AIM - Please gather each line of the material below that contains the word "bucket" and copy those lines in full. Match the case exactly.

RECORDS PROVIDED -
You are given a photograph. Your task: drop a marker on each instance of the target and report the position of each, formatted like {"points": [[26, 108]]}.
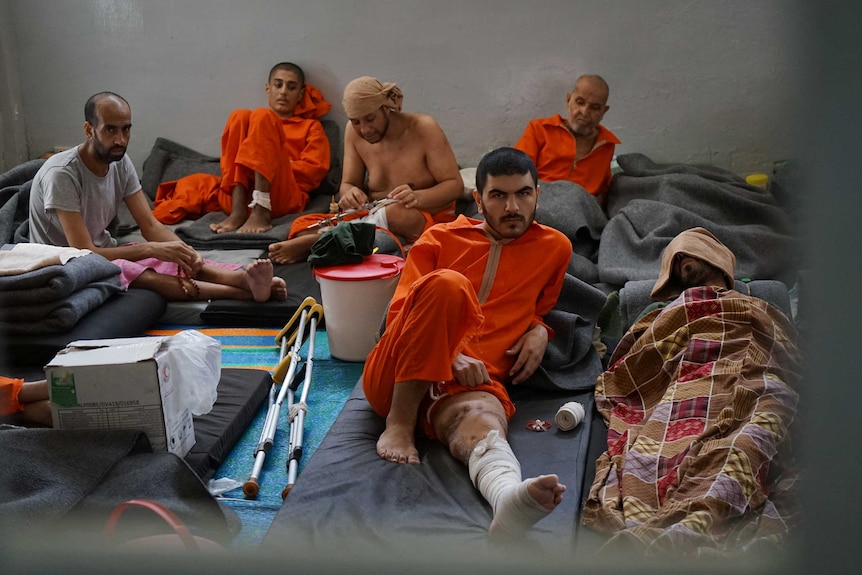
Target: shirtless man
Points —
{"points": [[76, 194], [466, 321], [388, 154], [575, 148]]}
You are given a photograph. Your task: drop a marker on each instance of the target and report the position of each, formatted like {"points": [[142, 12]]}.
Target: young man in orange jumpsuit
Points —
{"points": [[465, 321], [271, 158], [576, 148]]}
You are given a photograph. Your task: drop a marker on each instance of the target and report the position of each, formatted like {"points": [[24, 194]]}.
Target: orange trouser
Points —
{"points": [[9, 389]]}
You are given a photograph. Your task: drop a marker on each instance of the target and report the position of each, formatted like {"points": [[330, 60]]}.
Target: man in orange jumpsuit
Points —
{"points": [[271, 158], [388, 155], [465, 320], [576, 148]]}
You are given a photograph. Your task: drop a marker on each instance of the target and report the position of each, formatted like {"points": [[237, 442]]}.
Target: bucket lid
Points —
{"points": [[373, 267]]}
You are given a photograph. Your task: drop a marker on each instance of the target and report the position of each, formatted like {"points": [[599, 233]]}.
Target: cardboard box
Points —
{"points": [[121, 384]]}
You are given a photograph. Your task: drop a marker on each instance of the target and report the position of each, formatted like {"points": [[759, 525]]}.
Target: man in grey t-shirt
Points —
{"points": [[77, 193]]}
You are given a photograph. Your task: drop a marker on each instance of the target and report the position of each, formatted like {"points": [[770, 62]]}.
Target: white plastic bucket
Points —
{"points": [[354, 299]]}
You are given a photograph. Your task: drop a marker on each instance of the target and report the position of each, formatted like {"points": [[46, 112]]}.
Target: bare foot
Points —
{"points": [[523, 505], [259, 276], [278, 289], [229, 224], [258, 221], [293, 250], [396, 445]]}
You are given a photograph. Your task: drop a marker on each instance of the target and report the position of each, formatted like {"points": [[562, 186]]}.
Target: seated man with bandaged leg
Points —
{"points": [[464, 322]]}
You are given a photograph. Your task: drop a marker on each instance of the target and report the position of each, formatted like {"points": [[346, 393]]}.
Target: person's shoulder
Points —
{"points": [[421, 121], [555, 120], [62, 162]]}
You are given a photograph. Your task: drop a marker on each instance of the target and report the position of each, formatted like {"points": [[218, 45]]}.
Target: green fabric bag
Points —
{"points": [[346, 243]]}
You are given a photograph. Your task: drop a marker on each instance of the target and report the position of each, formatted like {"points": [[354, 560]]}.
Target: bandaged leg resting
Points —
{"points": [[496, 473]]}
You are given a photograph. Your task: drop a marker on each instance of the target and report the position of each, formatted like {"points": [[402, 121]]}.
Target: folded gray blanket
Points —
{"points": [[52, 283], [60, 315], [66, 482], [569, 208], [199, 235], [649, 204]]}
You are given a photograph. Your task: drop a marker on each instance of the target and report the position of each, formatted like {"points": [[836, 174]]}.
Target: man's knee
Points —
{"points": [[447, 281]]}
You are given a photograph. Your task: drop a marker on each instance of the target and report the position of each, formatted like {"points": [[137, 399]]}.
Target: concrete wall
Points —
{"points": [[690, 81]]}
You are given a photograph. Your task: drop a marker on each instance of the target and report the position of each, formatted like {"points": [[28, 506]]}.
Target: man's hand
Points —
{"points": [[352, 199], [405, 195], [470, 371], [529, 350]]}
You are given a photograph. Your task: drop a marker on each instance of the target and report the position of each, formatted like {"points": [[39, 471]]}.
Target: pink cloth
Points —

FINAL RESULT -
Target: bucket lid
Target: white plastic bucket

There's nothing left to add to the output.